**Set task:**
Only the lines from the one with "and black plaid" onward are wanted, through the last line of the entries, set down exactly.
** START OF Given records **
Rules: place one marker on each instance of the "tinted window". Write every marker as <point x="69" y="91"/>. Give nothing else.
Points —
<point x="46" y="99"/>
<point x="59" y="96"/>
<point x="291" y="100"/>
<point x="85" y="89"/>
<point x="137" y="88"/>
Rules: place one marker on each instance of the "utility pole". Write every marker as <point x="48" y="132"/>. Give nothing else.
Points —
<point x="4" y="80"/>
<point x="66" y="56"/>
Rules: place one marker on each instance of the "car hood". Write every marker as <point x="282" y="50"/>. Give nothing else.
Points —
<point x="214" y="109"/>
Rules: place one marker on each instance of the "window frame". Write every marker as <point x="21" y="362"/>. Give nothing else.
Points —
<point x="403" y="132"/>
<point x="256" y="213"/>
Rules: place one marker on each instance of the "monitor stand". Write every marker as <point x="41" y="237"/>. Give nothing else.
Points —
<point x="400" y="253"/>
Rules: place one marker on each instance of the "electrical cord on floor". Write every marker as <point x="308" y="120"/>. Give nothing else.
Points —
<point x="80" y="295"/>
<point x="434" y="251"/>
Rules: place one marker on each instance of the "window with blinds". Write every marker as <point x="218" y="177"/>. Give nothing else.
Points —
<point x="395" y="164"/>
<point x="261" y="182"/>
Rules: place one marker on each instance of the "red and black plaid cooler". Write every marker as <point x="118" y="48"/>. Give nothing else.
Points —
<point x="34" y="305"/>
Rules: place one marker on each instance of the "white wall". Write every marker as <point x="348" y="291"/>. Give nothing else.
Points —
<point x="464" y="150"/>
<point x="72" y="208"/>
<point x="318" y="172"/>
** END OF Given records **
**Expected answer:**
Rules: place one marker on each instance of the "red and black plaid cooler". Write every marker as <point x="118" y="48"/>. Give nothing else.
Points —
<point x="34" y="305"/>
Rules: place one marker on each instance of the "white wall". Write every marker as <point x="348" y="291"/>. Give nothing else.
Points —
<point x="464" y="150"/>
<point x="72" y="208"/>
<point x="318" y="172"/>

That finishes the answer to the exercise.